• _Required work_:
Would you please write out the records below exactly as they appear?

((

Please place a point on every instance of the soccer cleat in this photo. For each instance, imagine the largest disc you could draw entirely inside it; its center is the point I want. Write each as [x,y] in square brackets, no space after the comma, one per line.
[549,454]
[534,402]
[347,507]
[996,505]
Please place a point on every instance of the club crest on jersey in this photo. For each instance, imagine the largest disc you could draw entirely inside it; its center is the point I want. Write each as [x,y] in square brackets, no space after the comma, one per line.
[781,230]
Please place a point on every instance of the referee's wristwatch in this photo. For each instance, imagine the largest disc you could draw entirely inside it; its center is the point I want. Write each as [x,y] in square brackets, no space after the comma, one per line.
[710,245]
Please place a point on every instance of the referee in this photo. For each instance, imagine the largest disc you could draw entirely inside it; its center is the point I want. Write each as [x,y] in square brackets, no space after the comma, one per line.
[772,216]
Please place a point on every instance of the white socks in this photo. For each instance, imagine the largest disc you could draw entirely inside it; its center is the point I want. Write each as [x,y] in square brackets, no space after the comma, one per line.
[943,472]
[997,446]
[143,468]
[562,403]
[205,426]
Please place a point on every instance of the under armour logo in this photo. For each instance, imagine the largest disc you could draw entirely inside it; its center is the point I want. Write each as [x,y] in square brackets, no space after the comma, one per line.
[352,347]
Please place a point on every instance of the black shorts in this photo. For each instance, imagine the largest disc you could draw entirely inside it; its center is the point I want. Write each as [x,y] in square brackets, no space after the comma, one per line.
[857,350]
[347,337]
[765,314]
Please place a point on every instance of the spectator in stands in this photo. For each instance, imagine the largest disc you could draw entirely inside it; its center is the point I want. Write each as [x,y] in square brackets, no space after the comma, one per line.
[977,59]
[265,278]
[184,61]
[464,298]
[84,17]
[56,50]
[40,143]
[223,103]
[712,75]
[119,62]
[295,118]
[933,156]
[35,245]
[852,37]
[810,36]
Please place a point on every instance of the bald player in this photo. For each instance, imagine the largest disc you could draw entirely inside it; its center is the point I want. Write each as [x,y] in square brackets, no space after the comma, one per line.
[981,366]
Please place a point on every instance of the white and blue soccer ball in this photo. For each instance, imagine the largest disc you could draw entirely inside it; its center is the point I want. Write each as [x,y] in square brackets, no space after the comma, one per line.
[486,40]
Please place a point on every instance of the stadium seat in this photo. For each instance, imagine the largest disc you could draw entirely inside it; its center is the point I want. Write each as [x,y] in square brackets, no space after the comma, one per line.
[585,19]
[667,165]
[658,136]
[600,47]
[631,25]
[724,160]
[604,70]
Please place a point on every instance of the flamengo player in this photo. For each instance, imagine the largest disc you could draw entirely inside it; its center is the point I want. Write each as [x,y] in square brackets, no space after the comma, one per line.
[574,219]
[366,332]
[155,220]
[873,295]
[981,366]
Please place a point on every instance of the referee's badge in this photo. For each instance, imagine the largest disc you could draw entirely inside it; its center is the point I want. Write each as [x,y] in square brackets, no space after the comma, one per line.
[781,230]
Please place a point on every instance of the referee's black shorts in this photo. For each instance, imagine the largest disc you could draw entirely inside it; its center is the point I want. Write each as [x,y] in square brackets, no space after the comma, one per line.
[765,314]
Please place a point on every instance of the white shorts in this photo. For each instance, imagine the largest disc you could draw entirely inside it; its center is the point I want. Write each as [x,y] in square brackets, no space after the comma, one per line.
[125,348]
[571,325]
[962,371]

))

• _Response to the task_:
Please place a point on every instance of the soccer cleat in this photo. For each instance, imagine the largest disc you could draw entirely inside it; its center is the point I want. Write each as [x,y] in square brackets, no space after the comma, one per line.
[549,454]
[534,402]
[347,507]
[996,505]
Please place a point on every instance of the club crest on jersey in this photo. For each instance, imagine the largest disc you could draw entirely inside it; its center is the point I want. Write each as [x,y] in square brackets, no space after the comma, one per line.
[781,230]
Please place a point on every instance of the referee's wristwatch in this photo. For each instance, imagine the largest disc you could draw entirely inside it; its center is the point I want. Write each as [x,y] in square brackets, no space after the comma, one per line.
[710,245]
Please place a point on every instance of the referee in this photo. For each instance, imagine the largest disc you could draw entirely inside it; its center is the point I want. Write each as [x,y] in square brackets, no space after the comma, one per line.
[772,216]
Please place a point on every instance of the white socks in this photo. For each instance, imagine the largest disc you could draw entirely inside it; its center is the point I want. Write each as [x,y] in square brackets, no space after the comma, one per line.
[943,472]
[997,446]
[143,468]
[562,403]
[205,426]
Please place a point on every instance of the under armour logo in this photo. For each instance, imagine the largest disc you could draw entirely inside it; its center is the point I want. Write each as [x,y] in square brackets, no space after the comma, one per line.
[352,347]
Please place a point on every instance of the black shorts in this photo. For each instance, imagine the largest disc you could draw entirely inside it; its center is the point I want. Write each as [x,y] in square brackets, no space after the comma, one per line.
[857,350]
[347,337]
[765,314]
Please place a point on every instance of the spectator in stands in this photo. For each instance, imagine the largest disc you could draw entirely inside it; its center is the point I want. Write each as [x,y] in square brackets, no space after the comma, one per line.
[977,59]
[265,278]
[184,61]
[464,298]
[84,17]
[56,50]
[40,143]
[223,103]
[712,75]
[119,62]
[295,118]
[933,156]
[35,245]
[852,37]
[810,36]
Please place a point on every instance of the bald player in this photo. For each instance, imagine the largest disc you could draw entirely inside it; its center is the point I want. Write each as [x,y] in square brackets, no space after the comma, one per line.
[981,366]
Please place a point on every instance of the white and blue soccer ball in this photo. For each instance, imagine the largest disc you could draw entirely inside it; its center is the point I want. Write each as [x,y] in square brackets, no space after the comma, one per line.
[486,40]
Please place a point on every instance of the stadium seat in this photo. For each instance, imagine the largest disc you could draw entirely inside it; its center is the point I want. Write each as [x,y] in square brackets, no space after the comma, one per line.
[585,19]
[667,165]
[658,136]
[600,47]
[631,25]
[724,160]
[604,70]
Please place a point on every instance of the flamengo player in this photo. For each instance, imagine the largest disc you could draw entirely inside it; its center is the point I want. Write each as [x,y] in square brackets, no space after the comma, one per line.
[574,219]
[366,332]
[155,220]
[873,295]
[981,366]
Please place a point on every instance of the referee's badge in this photo. For each instance, imagine the largest disc you could draw entirely inside it; its center is the point I want. Write each as [x,y] in square brackets, no space after the comma, one per line.
[781,230]
Please place a point on every instance of the referee's black shorts in this photo. For each instance, imagine the largest disc you could draw entirely inside it; its center is the point I want. Write each as [x,y] in square brackets, no space after the comma, one per line.
[765,314]
Please place a point on every instance of the white shorts in this photo. For each instance, imagine the largest disc you could draw entirely inside it; its center is the point I want. Write each as [x,y] in square brackets, no space after the comma, one per line.
[125,348]
[571,325]
[962,371]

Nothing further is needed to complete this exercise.